Job - Switch every "ceiling fan" in the rows below to "floor lamp" and give the lines again, unchanged otherwise and without the pictures.
┏━━
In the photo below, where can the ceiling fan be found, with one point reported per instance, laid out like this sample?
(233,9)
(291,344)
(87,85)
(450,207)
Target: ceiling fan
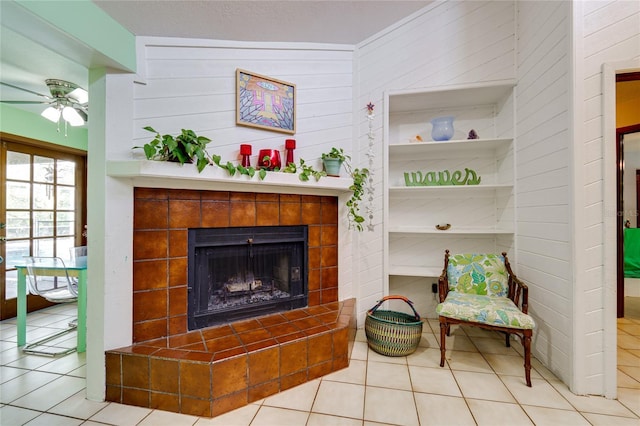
(67,101)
┗━━
Solution -
In the photo below, where can the floor lamp be found, with one point reported per instance, laid out like this sample?
(233,9)
(291,344)
(87,85)
(450,207)
Target: floor lamp
(67,101)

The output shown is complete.